Rewrite everything in the email below from "Consumers can fall" down to "fix bugs, etc.", putting "teachers" wherever "educators" appears.

>> Begin Excerpted passage

Good to hear from you Eliot, thanks for your long and considered email.
For me this raises the need to step back from the conversation about the development process and talk about the artifacts the community produces and who the consumers of those artifacts are.
Consumers can fall into some broad categories
- experienced squeakers who want to have at the system in all its
glory and program as the system was intended to permit programming
- new aspiring experienced squeakers who want to use the system in the
same way
- educators who wish to use the system to teach
- students who wish to be taught programming in the context of squeak
- people who want to run some application developed in squeak without
delving into the system other than superficially
- commercial entities through to hobbyists who want to deploy
applications they're written in squeak for profit or not There are probably other meaningful categories, and some people occupy more tan one category concurrently. But you get my drift. Not everyone wants to wrestle with the full glory, but those that do are likely to contribute to the system's subsequent evolution, fix bugs, etc.

>> End Excerpted passage
>> Begin Supplied material

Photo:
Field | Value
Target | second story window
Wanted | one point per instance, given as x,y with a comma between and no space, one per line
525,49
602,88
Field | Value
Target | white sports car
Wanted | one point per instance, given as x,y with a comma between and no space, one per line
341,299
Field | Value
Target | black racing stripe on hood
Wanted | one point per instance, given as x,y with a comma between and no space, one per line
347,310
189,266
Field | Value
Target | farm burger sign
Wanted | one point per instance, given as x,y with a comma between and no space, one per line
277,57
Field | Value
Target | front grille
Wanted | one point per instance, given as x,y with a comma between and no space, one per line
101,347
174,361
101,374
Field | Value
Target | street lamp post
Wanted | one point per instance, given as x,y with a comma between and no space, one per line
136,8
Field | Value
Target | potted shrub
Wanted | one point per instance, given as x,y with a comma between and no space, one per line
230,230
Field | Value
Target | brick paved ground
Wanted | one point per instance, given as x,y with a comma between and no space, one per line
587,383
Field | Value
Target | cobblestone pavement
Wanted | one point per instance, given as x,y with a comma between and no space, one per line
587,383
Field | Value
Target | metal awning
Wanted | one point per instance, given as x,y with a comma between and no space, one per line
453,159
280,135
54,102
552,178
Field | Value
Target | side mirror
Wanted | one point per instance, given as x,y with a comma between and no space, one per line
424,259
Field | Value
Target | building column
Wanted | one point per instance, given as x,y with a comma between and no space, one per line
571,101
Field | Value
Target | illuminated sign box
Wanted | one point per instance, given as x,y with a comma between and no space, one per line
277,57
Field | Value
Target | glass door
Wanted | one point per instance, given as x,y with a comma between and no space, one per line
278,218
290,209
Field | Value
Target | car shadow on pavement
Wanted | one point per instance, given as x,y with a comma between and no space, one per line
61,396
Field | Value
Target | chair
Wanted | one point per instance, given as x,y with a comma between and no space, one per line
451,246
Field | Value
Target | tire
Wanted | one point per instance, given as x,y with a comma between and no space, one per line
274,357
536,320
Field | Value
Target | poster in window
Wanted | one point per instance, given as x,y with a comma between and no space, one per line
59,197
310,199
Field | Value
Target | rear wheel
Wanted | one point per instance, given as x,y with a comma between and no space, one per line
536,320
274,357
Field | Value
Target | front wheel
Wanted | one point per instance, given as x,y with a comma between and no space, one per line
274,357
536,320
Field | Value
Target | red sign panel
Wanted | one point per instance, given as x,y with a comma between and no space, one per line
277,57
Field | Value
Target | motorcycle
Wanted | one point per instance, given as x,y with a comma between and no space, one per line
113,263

>> End Supplied material

Output of the task
Consumers can fall into some broad categories
- experienced squeakers who want to have at the system in all its
glory and program as the system was intended to permit programming
- new aspiring experienced squeakers who want to use the system in the
same way
- teachers who wish to use the system to teach
- students who wish to be taught programming in the context of squeak
- people who want to run some application developed in squeak without
delving into the system other than superficially
- commercial entities through to hobbyists who want to deploy
applications they're written in squeak for profit or not There are probably other meaningful categories, and some people occupy more tan one category concurrently. But you get my drift. Not everyone wants to wrestle with the full glory, but those that do are likely to contribute to the system's subsequent evolution, fix bugs, etc.